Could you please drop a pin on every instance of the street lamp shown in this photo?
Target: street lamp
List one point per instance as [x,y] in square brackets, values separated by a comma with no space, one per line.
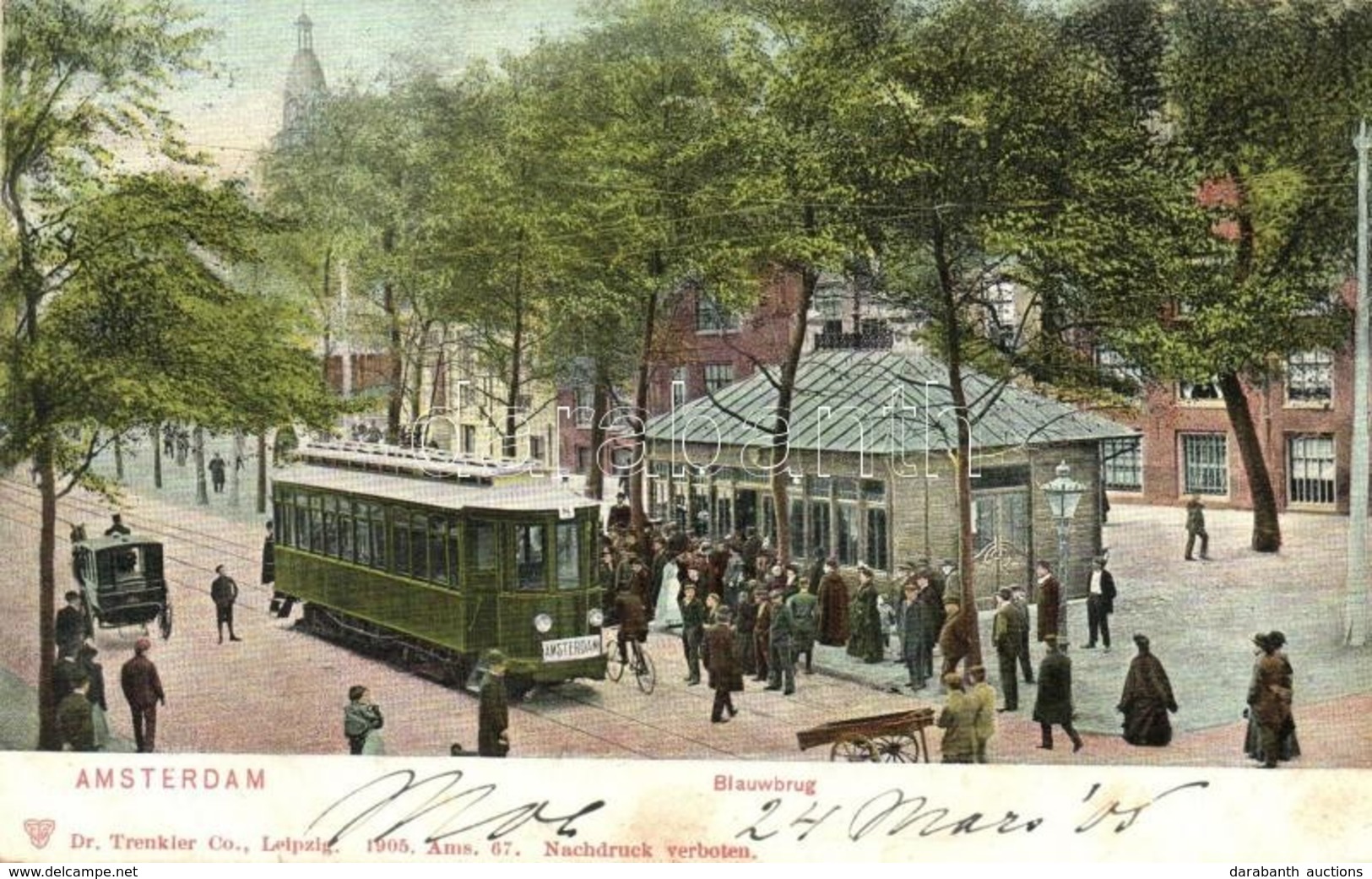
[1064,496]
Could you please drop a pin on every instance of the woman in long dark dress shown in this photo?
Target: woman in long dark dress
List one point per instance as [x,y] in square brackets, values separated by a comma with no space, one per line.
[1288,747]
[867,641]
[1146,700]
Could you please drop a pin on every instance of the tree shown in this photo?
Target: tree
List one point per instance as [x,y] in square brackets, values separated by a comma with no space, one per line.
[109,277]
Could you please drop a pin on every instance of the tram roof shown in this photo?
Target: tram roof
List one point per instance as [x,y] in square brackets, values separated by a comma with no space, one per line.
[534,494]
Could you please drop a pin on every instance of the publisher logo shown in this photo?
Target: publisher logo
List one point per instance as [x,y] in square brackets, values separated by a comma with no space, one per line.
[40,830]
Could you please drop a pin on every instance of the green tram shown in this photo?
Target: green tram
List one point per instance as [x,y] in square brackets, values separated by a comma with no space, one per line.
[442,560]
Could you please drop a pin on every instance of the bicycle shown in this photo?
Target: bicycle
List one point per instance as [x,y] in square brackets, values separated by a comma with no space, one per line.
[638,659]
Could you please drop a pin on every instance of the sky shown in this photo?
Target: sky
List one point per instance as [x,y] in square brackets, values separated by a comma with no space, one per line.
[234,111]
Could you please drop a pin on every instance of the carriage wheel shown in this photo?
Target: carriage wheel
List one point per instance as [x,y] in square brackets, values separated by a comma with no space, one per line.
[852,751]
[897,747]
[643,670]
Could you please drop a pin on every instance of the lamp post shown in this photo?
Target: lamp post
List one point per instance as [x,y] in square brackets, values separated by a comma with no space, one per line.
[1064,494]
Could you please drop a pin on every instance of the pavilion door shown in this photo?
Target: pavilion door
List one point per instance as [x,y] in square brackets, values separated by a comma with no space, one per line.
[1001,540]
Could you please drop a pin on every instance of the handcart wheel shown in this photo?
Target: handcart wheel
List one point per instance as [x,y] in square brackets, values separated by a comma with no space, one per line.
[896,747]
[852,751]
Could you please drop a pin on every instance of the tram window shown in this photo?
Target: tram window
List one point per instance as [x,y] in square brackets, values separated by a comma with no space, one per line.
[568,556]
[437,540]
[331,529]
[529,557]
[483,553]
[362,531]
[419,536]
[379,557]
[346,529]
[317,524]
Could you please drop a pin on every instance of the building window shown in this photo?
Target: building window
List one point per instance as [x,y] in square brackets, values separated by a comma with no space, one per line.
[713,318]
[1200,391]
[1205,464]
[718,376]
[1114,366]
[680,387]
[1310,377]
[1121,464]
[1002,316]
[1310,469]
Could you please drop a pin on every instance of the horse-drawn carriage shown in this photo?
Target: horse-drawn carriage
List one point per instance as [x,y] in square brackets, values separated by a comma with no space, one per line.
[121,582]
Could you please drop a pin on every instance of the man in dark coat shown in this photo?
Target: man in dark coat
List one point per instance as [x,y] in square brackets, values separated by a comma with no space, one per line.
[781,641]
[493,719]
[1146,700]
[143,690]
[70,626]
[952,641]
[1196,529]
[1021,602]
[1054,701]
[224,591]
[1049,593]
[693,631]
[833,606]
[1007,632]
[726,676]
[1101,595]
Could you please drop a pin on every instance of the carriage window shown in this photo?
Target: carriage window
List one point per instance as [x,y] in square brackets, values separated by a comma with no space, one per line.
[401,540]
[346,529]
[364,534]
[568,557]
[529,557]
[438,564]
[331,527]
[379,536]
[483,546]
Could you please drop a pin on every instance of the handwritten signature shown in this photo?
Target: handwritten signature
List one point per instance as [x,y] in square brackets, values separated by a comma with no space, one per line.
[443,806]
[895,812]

□ □ □

Copy everything in the records above except the pictures, exactly as written.

Could you please drop a pin on every instance of the street lamp shown in this photo?
Target: street lamp
List one point per instance as [x,y] in square brackets, values separated by a comma with no space, one per line.
[1064,496]
Could you please drop a pin on every instance of the woman in long dark dress shown in this photo?
Target: woman in long dark dress
List one point per instance as [x,y] in square brackets, values separated by a comma with no space, one per line.
[1288,747]
[867,641]
[1146,700]
Could you please drop a pin on every instance of the tree shown in this photo?
Target: tree
List one point per instance as [x,y] in square brackets, values separated by a comma with no space, one per line.
[109,277]
Could you please drop a pin on every instance of the tram roof shown in this photo?
Target: tram roof
List one point per instance as [x,y] in square brackets, values separated by a comma with no space, one per line.
[534,494]
Could you please drop a pin on every instance of the publisher logo shown in this photo?
Target: publisher logo
List one point per instance as [x,y] in square brackets, values separated by a comma with no space, one per line.
[40,830]
Could you please drop a pin on every instance of the green tram shown in this photo?
Target: green tram
List one point per instance as [x,y] in square brackets, values separated by a comma with no space, one per line.
[442,560]
Could you please drop a pin on every instance of the bicycle shown in this photo?
Target: bicycle
List one point per instance as [x,y] in square brackets, values separated by a comma with no space, one per line.
[638,659]
Could you please drop a pin on every instance of the sky shown in this photo?
Target: sky
List one point per instance as [x,y] in square brackets, values separated by a comma with no space, one per line.
[234,111]
Could you please drop a pin on every instance of the carriage wheel shown in this photo?
Target: carriage wheel
List one point per instance as [x,y] in square brackets, values separated by a comma with no space, one per line.
[852,751]
[897,747]
[643,670]
Could you please drop a pin on every instance of the lamp post shown in this photo?
Target: lamp post
List one point per instance as [x,y] in square brackets, values separated by a comma with no space, one per line.
[1064,494]
Could you please drop a pin on every instance of the pavilion door shown in this photo?
Target: pavilion door
List one point per instance as [x,y] in square brackets, values separated by a comma with no space, one per line.
[1001,540]
Could you please drop a pin on every instance of the handcart wheel shown in this photo?
Target: handcart wheel
List one point per instance as [x,y] in square brackets, values separated by a comma with no space, one per line.
[896,747]
[852,751]
Could you please drop a pin on every instance of the tram window shown in this photo?
Target: tram window
List one point per instance as [x,y] in square brackets, values separated by a comma with no space, one per line.
[568,556]
[437,540]
[331,529]
[529,557]
[483,553]
[362,531]
[419,536]
[379,557]
[346,529]
[317,524]
Could you please drop a pin on every instance of the building window shown in this photo?
Target: building window
List one point per instance as [x,y] in square brackets, values separated by a comma with no space, one per line.
[713,318]
[1200,391]
[1205,464]
[718,376]
[1114,366]
[680,387]
[1310,377]
[1121,464]
[1002,316]
[1310,469]
Could you please drop a pin on every instance of the horse-drawn carriage shown in this photo?
Target: horse-drawn carriage
List one point per instance as [x,y] in square brackets, values separated by a comma with no space, one per line.
[121,582]
Could you please drop a pin on every instance of the man in dark coat shown in this photo?
Target: man in dark coat
List one point per instance as [x,y] in square brackets, values separated by a comma with no space, one per line.
[781,641]
[493,719]
[1146,700]
[143,690]
[70,626]
[952,641]
[1196,529]
[1021,602]
[1054,701]
[224,591]
[1049,593]
[693,631]
[833,606]
[1007,632]
[726,676]
[1101,595]
Could you please drop a pin on every instance of the carriage window shown in this photo?
Target: carriage window
List one point per instance as [x,y] in square brackets, values separated by a comma with no space, one per line.
[401,540]
[346,529]
[364,534]
[568,557]
[529,557]
[438,564]
[331,527]
[379,536]
[483,546]
Could you please drop a pin on every instance of the handwritten signature shown in this photo?
Target: handwritten signature
List one point per instance as [x,y] in square brackets, values separated by a comma with no space, one per line.
[443,806]
[895,812]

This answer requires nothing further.